— BEGIN Text provided —

Bill Ward, one of the attorneys representing the property owners, has a post summarizing new developments in Anzalone v. City of Long Branch, an important New Jersey "blight" condemnation case that I discussed in this August post. The city (which lost the case in a lower appellate court) is petitioning for review by the New Jersey Supreme Court, and counsel for the property owners have filed a cross-petition urging the Court to reaffirm the lower court's decision.
If the state supreme court takes the case, it might end up being one of the most important blight condemnation decisions of this decade. New Jersey, like New York, has made extensive use of "blight" designations to condemn a variety of properties that are far from actually being blighted in the lay sense of that term. As I have emphasized in many of my articles (e.g. - here), this practice is also common in many other states.
Related Posts (on one page):
- New Developments in Important New Jersey Eminent Domain Case:
- New Jersey Appellate Court Invalidates "Blight" Condemnation:
The flies will simply have to be satisfied with buzzing about law's droppings.
This is a quite valuable insight for a lawyer whose job as an advocate is to convince a jury, an arbitrator, or a planning commission, or a legislative body, to see and understand any set of facts or circumstances from the perspective of his client. While we can all accept certain facts as objectively true, these are, for the most part, simple facts, such as "Water is composed of Hydrogen and Oxygen". However, that information is not very useful in actually using water; for that, you need to understand its properties, and the properties of something as simple as water are entirely a matter of perception. We think water is wet, but a droplet of oil, which repels water, would disagree. We think of water as slaking our thirst, but a crystal of sugar or salt views water as a dangerous solvent, something which can easily distroy its existence as a solid. A small bit of molecular Sodium views water as a dangerous incendiary, able to ignite the sodium into a bright hot flame by its merest touch.
The simple facts are rarely truly useful in deciding legal or political questions; when the questions become more complex, the answers are almost always flexible, depending upon one's perspective. The successful practitioners of law raise this flexibility with facts and perceptions to an artform, and the most successful become the judges, the high priests of seeing many alternate realities. From the perspective of judges, they are not ignoring reality, they are just much better than you at perceiving just how flexible the whole concept of "reality" really is. The problem is that they never lose the tendency to shape reality based upon their own experiences and prejudices, so they prejudge a given reality to fit their own notions of what is "right" or "proper" or "best for society", and proceed down the path of perception to find the reality that they set out to look for. Remember William Douglas in the Griswold v. Connecticutt case, who managed to find a Constitutional Right to Privacy in the "emanations from the shadows of the penumbras" of the Constitution. Robert Bork was roundly booed from the left for criticizing this "Right to Privacy", but all he really said was that if Justices are free to go rooting around in the "emanations from the shadows of the penumbras", they are quite likely to find whatever it is they set out looking for.

— END Text provided —
— BEGIN Extracted records —

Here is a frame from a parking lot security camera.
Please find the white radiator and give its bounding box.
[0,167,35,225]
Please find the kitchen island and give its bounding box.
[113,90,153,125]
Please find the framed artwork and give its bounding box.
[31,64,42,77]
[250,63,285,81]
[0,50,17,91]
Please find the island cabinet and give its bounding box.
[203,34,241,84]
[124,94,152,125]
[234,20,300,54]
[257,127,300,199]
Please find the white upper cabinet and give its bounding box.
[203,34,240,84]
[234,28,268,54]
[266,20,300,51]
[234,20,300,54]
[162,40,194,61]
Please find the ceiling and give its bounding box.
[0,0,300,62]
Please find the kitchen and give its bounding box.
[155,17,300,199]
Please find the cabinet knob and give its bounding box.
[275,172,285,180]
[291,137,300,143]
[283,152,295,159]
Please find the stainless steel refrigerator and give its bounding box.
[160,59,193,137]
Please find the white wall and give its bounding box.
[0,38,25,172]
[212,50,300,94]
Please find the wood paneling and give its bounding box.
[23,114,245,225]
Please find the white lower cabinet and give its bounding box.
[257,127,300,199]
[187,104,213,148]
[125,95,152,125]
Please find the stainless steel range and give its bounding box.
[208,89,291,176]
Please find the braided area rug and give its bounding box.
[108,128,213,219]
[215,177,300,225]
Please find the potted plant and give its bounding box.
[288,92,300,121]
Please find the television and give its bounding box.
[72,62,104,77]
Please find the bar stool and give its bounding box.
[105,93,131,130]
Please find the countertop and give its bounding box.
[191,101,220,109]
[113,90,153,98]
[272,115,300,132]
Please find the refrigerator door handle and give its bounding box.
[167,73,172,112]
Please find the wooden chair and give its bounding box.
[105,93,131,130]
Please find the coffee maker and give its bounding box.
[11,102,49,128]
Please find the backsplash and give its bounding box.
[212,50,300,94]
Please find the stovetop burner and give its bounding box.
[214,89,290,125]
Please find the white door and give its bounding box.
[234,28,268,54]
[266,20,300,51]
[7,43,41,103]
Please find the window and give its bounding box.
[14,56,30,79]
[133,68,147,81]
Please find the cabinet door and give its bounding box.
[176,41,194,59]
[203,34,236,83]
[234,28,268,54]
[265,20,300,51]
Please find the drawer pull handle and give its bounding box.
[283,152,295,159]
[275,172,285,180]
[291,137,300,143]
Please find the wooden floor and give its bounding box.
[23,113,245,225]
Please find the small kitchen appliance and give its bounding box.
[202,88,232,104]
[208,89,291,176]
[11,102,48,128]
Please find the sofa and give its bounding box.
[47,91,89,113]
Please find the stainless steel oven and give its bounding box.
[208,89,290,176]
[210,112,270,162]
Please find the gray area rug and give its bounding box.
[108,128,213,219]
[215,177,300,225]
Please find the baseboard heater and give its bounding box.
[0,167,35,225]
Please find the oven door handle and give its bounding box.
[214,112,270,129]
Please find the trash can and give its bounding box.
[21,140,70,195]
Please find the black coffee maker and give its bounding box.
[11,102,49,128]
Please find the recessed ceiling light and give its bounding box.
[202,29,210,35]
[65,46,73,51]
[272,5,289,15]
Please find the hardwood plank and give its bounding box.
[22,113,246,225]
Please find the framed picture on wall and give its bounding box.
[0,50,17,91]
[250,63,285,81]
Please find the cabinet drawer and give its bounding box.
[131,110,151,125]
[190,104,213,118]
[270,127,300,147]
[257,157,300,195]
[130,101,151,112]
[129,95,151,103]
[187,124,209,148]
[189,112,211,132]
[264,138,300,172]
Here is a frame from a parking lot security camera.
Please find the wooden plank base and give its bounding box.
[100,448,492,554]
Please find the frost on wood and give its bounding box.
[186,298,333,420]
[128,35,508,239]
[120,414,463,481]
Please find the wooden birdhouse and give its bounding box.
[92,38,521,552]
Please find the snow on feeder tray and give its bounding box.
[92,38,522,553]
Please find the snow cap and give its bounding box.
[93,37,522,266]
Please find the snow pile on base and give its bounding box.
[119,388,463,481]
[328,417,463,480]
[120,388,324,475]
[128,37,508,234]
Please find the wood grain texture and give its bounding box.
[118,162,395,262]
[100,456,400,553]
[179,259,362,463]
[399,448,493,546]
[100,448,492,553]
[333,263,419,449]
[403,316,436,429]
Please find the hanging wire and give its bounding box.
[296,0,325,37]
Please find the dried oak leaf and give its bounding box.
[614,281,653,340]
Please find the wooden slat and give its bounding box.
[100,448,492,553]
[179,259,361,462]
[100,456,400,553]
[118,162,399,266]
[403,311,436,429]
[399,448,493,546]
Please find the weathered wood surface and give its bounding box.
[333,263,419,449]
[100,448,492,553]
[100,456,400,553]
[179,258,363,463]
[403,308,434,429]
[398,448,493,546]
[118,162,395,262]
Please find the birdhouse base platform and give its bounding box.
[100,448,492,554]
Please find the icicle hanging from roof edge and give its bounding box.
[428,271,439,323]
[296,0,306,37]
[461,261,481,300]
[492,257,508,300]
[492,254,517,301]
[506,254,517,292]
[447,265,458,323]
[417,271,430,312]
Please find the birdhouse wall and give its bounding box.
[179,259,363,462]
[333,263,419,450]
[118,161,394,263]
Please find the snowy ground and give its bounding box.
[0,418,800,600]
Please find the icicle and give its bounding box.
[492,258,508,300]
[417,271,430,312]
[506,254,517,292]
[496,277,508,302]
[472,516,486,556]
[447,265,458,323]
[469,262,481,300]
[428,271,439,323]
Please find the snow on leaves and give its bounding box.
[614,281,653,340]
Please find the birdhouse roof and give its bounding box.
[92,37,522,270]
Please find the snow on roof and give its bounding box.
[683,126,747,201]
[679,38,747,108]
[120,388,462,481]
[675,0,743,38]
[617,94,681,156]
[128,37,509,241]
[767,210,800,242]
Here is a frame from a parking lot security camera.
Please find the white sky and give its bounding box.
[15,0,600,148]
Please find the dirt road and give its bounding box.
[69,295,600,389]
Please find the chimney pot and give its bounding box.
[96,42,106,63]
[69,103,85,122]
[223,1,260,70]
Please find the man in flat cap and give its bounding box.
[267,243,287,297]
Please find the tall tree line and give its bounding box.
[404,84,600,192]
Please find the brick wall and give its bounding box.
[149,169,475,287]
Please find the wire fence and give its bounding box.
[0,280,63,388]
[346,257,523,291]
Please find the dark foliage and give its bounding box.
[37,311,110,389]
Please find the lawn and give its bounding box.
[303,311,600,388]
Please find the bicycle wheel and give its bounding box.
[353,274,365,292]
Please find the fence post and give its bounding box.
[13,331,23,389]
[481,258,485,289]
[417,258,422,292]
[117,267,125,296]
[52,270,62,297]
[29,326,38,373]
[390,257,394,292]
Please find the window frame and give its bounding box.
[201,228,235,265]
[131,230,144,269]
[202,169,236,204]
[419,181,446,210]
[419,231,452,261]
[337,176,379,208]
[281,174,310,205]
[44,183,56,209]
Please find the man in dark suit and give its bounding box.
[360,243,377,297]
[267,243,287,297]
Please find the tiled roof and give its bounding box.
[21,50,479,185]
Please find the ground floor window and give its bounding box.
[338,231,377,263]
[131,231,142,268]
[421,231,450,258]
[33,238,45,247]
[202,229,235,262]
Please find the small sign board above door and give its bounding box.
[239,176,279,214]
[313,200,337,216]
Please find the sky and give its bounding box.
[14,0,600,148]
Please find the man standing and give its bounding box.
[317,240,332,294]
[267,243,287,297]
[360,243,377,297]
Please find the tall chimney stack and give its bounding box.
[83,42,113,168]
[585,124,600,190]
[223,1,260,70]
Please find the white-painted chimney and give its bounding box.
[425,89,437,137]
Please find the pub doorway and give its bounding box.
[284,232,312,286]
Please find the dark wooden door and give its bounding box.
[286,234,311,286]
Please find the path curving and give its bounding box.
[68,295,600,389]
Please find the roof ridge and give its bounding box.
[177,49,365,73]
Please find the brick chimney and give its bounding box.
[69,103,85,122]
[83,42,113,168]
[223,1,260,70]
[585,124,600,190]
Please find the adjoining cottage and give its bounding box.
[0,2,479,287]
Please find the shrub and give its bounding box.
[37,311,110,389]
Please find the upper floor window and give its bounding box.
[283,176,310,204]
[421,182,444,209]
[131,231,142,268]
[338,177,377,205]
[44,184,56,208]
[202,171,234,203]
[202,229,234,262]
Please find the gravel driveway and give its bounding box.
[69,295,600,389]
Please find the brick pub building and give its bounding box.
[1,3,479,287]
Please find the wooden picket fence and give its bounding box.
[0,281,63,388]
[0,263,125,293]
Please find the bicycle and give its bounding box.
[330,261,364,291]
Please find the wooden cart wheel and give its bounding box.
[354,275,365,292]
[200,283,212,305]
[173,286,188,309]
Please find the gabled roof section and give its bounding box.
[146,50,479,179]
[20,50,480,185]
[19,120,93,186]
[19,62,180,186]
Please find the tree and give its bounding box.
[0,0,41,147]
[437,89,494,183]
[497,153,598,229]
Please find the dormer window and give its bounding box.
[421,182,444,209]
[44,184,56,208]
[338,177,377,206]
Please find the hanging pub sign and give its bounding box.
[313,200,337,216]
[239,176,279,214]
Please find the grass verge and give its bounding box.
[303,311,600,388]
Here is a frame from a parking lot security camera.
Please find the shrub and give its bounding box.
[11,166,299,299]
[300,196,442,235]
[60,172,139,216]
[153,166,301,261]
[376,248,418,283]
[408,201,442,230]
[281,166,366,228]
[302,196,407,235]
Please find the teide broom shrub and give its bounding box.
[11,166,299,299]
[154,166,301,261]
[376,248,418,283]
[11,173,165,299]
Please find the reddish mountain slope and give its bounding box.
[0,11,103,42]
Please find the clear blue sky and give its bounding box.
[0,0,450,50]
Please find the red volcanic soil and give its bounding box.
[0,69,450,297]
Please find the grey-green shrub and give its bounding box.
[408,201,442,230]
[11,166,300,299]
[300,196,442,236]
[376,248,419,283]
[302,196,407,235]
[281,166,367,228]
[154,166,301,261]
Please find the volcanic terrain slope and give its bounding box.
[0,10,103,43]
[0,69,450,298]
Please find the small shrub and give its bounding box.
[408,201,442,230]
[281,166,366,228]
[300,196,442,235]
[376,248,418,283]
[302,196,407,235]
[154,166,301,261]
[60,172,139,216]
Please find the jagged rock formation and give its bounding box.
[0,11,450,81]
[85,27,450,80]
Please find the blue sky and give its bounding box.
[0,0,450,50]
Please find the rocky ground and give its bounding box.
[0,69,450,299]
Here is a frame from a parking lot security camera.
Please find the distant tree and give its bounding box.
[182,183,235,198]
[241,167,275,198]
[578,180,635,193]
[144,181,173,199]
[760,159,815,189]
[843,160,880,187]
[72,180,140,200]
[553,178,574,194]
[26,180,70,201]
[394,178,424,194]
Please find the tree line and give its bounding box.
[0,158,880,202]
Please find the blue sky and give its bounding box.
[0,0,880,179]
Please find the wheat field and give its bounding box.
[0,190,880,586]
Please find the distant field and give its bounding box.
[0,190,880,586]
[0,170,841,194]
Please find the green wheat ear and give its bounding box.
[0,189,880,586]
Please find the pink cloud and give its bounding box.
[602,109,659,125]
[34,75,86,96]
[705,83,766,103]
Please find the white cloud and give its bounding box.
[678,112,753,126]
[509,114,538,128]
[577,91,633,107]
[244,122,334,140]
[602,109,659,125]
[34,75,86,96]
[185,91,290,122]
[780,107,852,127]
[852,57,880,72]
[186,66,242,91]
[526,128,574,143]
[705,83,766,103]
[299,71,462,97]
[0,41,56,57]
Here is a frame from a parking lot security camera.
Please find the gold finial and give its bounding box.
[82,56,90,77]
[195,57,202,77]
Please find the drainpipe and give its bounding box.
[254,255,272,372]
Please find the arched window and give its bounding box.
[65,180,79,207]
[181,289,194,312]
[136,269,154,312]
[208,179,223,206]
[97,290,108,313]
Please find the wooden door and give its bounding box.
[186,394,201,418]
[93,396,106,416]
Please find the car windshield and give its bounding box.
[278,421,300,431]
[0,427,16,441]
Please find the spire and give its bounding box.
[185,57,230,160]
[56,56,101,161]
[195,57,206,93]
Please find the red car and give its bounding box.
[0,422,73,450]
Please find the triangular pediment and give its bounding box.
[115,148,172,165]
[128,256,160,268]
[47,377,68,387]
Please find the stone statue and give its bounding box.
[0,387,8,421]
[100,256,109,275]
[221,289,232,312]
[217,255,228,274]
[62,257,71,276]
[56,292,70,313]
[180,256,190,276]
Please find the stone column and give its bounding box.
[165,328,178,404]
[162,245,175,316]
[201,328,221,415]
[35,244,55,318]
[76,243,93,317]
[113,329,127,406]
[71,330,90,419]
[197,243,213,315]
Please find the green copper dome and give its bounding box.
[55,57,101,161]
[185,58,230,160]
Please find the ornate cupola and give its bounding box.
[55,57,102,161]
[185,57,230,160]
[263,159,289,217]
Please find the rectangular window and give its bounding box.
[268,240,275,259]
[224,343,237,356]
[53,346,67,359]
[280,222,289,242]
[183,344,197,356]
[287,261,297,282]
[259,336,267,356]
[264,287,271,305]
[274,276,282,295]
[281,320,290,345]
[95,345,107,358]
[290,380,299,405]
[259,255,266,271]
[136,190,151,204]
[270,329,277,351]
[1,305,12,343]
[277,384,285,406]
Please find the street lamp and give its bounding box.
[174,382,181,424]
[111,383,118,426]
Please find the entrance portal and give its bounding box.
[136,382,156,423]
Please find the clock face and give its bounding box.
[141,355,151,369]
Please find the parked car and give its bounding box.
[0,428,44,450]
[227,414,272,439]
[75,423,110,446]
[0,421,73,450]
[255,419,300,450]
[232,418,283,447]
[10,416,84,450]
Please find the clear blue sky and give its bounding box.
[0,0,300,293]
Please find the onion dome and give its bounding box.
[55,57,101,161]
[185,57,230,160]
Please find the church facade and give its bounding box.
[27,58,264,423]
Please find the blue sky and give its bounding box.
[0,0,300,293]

— END Extracted records —

◆ **To do**:
1) According to the post on the New Jersey blight condemnation case, which court is the city petitioning for review?
2) Begin at the line of the listing that contains "Please find the street" and stop after the listing's final line. Rewrite every line in that span, including those without boxes, and add 105 to each bounding-box coordinate.

◆ **Solutions to each task**:
1) The New Jersey Supreme Court.

2)
Please find the street lamp and give its bounding box.
[279,487,286,529]
[216,488,223,531]
Please find the entrance portal and give its bounding box.
[241,487,261,528]
Please find the clock face and give its bounding box.
[246,460,256,474]
Please find the parked car and give its bounding box.
[105,533,149,555]
[332,519,377,544]
[180,528,215,551]
[105,526,178,555]
[360,524,405,555]
[337,523,388,552]
[115,521,189,555]
Please find the clear blue sky and give its bounding box.
[105,105,405,398]
Please find the onion dome and give its bounding box.
[160,162,206,266]
[290,162,335,265]
Please find the church facade and give its bounding box.
[132,163,369,528]
Please find the blue sky and give its bounding box.
[105,105,405,398]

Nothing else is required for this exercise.